• DIRECTIONS FOR THIS TASK
Return the entries below word for word, leaving every line unchanged.
*-*-*
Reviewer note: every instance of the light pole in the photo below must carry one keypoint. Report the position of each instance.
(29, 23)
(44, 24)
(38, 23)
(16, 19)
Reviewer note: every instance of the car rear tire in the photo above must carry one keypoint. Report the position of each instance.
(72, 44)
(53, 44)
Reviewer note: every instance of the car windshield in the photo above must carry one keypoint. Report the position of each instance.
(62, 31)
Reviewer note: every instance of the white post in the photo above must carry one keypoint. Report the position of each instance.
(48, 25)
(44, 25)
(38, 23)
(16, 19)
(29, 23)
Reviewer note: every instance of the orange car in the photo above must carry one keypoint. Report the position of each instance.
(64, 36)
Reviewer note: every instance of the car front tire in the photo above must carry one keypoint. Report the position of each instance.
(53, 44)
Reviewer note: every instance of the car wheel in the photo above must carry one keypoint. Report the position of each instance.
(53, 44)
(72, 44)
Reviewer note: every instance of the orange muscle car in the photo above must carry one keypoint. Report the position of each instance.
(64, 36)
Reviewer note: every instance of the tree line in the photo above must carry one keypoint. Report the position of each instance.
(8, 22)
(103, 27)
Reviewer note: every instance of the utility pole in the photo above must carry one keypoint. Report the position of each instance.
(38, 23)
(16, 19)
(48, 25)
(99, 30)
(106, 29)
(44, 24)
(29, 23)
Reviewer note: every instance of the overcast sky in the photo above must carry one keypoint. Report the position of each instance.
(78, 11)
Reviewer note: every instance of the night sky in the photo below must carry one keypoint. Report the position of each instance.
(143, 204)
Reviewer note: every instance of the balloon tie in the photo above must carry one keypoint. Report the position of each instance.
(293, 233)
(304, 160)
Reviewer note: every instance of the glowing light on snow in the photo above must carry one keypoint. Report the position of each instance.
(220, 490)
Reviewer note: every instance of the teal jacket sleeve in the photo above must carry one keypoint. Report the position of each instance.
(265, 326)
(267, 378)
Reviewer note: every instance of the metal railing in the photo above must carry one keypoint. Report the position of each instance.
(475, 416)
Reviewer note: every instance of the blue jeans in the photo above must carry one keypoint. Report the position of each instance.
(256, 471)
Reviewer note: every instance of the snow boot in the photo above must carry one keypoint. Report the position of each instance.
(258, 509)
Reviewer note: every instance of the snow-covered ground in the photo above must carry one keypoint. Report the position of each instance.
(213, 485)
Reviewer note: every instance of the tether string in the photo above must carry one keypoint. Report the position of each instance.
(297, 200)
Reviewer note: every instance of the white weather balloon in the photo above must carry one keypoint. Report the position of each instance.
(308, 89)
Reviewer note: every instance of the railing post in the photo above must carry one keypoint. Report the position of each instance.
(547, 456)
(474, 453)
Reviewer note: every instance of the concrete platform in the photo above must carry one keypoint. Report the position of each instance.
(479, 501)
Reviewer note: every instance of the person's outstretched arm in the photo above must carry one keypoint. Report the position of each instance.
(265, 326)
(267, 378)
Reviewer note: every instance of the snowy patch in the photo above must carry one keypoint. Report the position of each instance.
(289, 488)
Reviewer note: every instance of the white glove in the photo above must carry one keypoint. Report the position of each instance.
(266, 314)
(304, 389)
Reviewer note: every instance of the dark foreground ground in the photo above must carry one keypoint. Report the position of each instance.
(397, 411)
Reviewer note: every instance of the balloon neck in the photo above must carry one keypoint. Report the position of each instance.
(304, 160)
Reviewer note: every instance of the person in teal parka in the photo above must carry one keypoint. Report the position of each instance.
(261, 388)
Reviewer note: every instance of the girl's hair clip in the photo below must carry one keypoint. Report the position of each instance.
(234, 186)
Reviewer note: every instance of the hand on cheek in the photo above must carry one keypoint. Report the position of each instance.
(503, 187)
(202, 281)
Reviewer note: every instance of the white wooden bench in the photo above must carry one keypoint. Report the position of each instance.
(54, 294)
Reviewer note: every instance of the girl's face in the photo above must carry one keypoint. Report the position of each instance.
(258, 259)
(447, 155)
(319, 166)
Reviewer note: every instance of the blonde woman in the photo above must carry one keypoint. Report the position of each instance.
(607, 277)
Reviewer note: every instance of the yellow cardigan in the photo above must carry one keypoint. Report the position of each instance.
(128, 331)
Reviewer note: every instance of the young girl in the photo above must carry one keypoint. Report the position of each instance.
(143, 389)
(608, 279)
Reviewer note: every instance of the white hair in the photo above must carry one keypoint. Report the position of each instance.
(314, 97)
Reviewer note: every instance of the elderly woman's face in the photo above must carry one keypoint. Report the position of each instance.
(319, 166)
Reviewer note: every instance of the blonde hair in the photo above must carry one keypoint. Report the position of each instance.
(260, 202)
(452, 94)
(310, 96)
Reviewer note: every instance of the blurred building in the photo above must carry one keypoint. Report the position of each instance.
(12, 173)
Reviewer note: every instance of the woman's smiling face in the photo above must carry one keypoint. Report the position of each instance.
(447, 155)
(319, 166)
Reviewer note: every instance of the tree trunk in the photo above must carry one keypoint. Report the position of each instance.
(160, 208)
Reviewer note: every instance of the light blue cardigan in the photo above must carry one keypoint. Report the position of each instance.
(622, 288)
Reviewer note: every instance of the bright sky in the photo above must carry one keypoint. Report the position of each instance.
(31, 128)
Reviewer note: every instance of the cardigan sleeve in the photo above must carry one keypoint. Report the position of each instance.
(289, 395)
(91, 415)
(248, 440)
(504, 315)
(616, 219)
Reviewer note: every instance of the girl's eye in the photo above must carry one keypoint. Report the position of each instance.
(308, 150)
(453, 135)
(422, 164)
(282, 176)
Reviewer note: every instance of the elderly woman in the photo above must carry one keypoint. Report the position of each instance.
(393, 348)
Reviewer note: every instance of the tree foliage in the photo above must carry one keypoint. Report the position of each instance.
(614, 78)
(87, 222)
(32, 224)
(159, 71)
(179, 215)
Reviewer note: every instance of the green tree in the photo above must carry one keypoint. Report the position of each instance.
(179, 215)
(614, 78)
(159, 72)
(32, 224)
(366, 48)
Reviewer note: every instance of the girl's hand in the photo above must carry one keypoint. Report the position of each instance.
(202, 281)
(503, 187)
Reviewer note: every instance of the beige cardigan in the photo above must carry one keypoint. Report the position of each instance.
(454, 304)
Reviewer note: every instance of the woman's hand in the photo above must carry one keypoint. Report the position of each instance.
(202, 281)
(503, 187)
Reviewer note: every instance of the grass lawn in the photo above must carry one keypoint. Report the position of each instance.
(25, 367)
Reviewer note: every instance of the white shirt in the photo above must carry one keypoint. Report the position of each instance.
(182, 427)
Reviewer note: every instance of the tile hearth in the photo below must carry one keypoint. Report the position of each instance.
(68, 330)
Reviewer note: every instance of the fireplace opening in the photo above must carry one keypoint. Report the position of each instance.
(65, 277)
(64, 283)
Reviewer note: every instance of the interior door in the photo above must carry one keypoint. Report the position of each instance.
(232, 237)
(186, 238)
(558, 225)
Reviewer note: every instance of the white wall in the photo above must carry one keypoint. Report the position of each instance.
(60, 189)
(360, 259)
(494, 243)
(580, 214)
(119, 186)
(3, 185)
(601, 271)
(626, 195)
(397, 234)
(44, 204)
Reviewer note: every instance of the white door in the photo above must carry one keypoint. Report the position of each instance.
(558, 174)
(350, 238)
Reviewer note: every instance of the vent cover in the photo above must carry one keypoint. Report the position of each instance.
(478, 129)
*-*-*
• THE OUTPUT
Reviewer note: every instance of the light pole in the photo below must carry one keypoint. Report the position of each instance.
(29, 23)
(44, 24)
(38, 23)
(16, 19)
Reviewer note: every instance of the car rear tire in the photo above must carry one keypoint. Report the position of each instance.
(72, 44)
(53, 44)
Reviewer note: every instance of the car windshield in the photo above must carry one keypoint. Report the position of each instance.
(62, 31)
Reviewer note: every instance of the white post in the photo above must carry one keypoint. Report the position of each instance.
(48, 25)
(44, 25)
(38, 23)
(16, 19)
(29, 23)
Reviewer note: every instance of the orange car in the photo above must carry one keypoint. Report the position of each instance.
(64, 36)
Reviewer note: every instance of the car front tire in the photo above must carry one keypoint. Report the position of each instance.
(53, 44)
Reviewer note: every instance of the car wheel in the photo above must carry one keypoint. Report the position of each instance.
(53, 44)
(72, 44)
Reviewer note: every instance of the orange muscle car in the photo above must carry one keypoint. Report the position of each instance.
(64, 36)
Reviewer note: every instance of the tree line in the photo above must carry one keypoint. Report the position of each instance.
(8, 22)
(103, 27)
Reviewer note: every instance of the utility pole in the photo above must carry one keypoint. Report the position of each instance.
(38, 23)
(16, 19)
(48, 25)
(99, 30)
(106, 29)
(44, 24)
(29, 23)
Reviewer note: every instance of the overcast sky in the photo above must carry one keypoint. Report the position of each instance.
(78, 11)
Reviewer note: every instance of the night sky in the photo below must carry one keypoint. Report the position of each instance.
(143, 204)
Reviewer note: every instance of the balloon tie in the photo above must carry one keypoint. Report the position of each instance.
(293, 233)
(304, 160)
Reviewer note: every instance of the glowing light on snow in the photo above must carry one keypoint. Report the position of each instance.
(220, 490)
Reviewer note: every instance of the teal jacket sleeve in the photo above must carry one keypoint. Report the position of each instance.
(265, 326)
(267, 378)
Reviewer note: every instance of the metal railing in the photo above must carry one keypoint. Report the position of each instance.
(475, 416)
Reviewer note: every instance of the blue jeans in the photo above must carry one keypoint. Report the position of each instance.
(256, 471)
Reviewer note: every instance of the snow boot in the photo above must carry one keypoint. Report the position of each instance.
(258, 509)
Reviewer note: every instance of the snow-covered ground in the photo above must carry one keypoint. Report the position of each instance.
(213, 485)
Reviewer note: every instance of the tether string in the photo above must carry one keypoint. Report the position of each instance.
(297, 200)
Reviewer note: every instance of the white weather balloon in the photo above must carry one keypoint. Report the position of each instance.
(308, 89)
Reviewer note: every instance of the railing post in the photo above must carry one keypoint. Report the position of each instance.
(547, 456)
(474, 453)
Reviewer note: every instance of the concrete platform in the photo above must carry one keypoint. Report the position of each instance.
(479, 501)
Reviewer note: every instance of the person's outstretched arm in the photo above must carry one keypoint. Report the position of each instance.
(265, 326)
(267, 378)
Reviewer note: every instance of the snowy patch in the photo above must carry one keypoint. Report the position of each instance.
(289, 488)
Reviewer note: every instance of the white glove in the photo above must carry one keypoint. Report the position of each instance.
(266, 314)
(304, 389)
Reviewer note: every instance of the dark foreground ground in the photo above must carry one keypoint. Report the position of each instance.
(397, 411)
Reviewer note: every instance of the balloon neck in the photo above must carry one keypoint. Report the position of each instance.
(304, 160)
Reviewer note: every instance of the person in teal parka in the photo above must carry one keypoint. Report the position of each instance.
(261, 388)
Reviewer note: every instance of the girl's hair clip in the photo below must carry one keypoint. Report the position of each instance.
(234, 186)
Reviewer note: every instance of the hand on cheek in the photo above must carry one keypoint. Report the position of each instance.
(503, 187)
(202, 281)
Reviewer note: every instance of the white wooden bench in the photo above must carry one keypoint. Report the position of each instance.
(54, 294)
Reviewer note: every instance of the girl's face in the photo above must carry one keypoint. Report the position of each instance.
(258, 259)
(447, 155)
(319, 166)
Reviewer note: every instance of the blonde woman in the photo above must carry one keypoint. Report the position of each instance.
(607, 277)
Reviewer note: every instance of the yellow cardigan in the photo above must carry one keypoint. Report the position of each instance.
(128, 331)
Reviewer note: every instance of the young girl in the photo above must carry one keypoint. Report the position of each instance.
(143, 389)
(608, 279)
Reviewer note: every instance of the white hair in the photo above must carry one keypoint. Report the position of each instance.
(314, 97)
Reviewer note: every instance of the elderly woman's face in the photo above must carry one keypoint. Report the position of each instance.
(319, 166)
Reviewer note: every instance of the blonde hair in the photo above must carry one keypoint. Report the position of each instance.
(260, 202)
(452, 94)
(310, 96)
Reviewer note: every instance of the blurred building in the photo above must carry one keypoint. Report the position of each instance.
(12, 173)
Reviewer note: every instance of the woman's smiling face in the photo above must carry one keypoint. Report the position of each instance.
(447, 155)
(319, 166)
Reviewer note: every instance of the tree trunk in the photo above must carry one keypoint. Report the position of each instance.
(160, 208)
Reviewer note: every instance of the light blue cardigan in the photo above must carry one keypoint. Report the position of each instance.
(622, 288)
Reviewer note: every instance of the bright sky in the photo above must carry one keypoint. Report the position of each instance.
(31, 128)
Reviewer note: every instance of the cardigan sleeve in the photo above must carry one keypoint. Report the position of each instance.
(289, 395)
(91, 415)
(248, 440)
(504, 315)
(616, 219)
Reviewer note: every instance of the girl's eye in the photo above must carry one keypoint. Report the position of each instance.
(308, 150)
(453, 135)
(422, 164)
(282, 176)
Reviewer note: every instance of the elderly woman in the photo above must carry one keypoint. Report the position of each instance.
(393, 348)
Reviewer note: every instance of the tree foliage in the photo above must carry one keypoint. Report the position of each instance.
(614, 78)
(87, 222)
(32, 224)
(159, 71)
(179, 215)
Reviewer note: every instance of the green tree in the photo above must carry one keypoint. Report the position of each instance.
(179, 215)
(614, 78)
(159, 72)
(32, 224)
(366, 48)
Reviewer note: every instance of the girl's hand in the photo above must carry one keypoint. Report the position of each instance.
(202, 281)
(503, 187)
Reviewer note: every instance of the beige cardigan in the photo above must carry one keypoint. Report the position of each instance.
(454, 304)
Reviewer note: every instance of the woman's hand in the photo above must carry one keypoint. Report the position of each instance.
(202, 281)
(503, 187)
Reviewer note: every instance of the grass lawn in the photo above must carry one keypoint. Report the position of each instance.
(25, 367)
Reviewer note: every instance of the white shirt in the photo above must carry one keypoint. Report the position of each instance.
(182, 427)
Reviewer note: every instance of the tile hearth in the photo below must carry one keypoint. Report the position of each instance.
(68, 330)
Reviewer note: every instance of the fireplace opening in the photo above must carry one keypoint. Report the position of each instance.
(65, 277)
(64, 283)
Reviewer note: every instance of the interior door in the photo above must carry one keypoint. Report the position of each instance.
(232, 237)
(186, 238)
(558, 225)
Reviewer note: every instance of the white wall in the photo above must carry one keypoint. Report the position of each instance.
(60, 189)
(360, 259)
(494, 243)
(580, 214)
(119, 186)
(3, 185)
(601, 271)
(626, 195)
(397, 234)
(44, 204)
Reviewer note: every instance of the white door in the photo above must carry one keypoint. Report the position of each instance.
(558, 174)
(350, 238)
Reviewer note: every instance of the vent cover in the photo above must carry one keypoint. Report the position of each instance.
(478, 129)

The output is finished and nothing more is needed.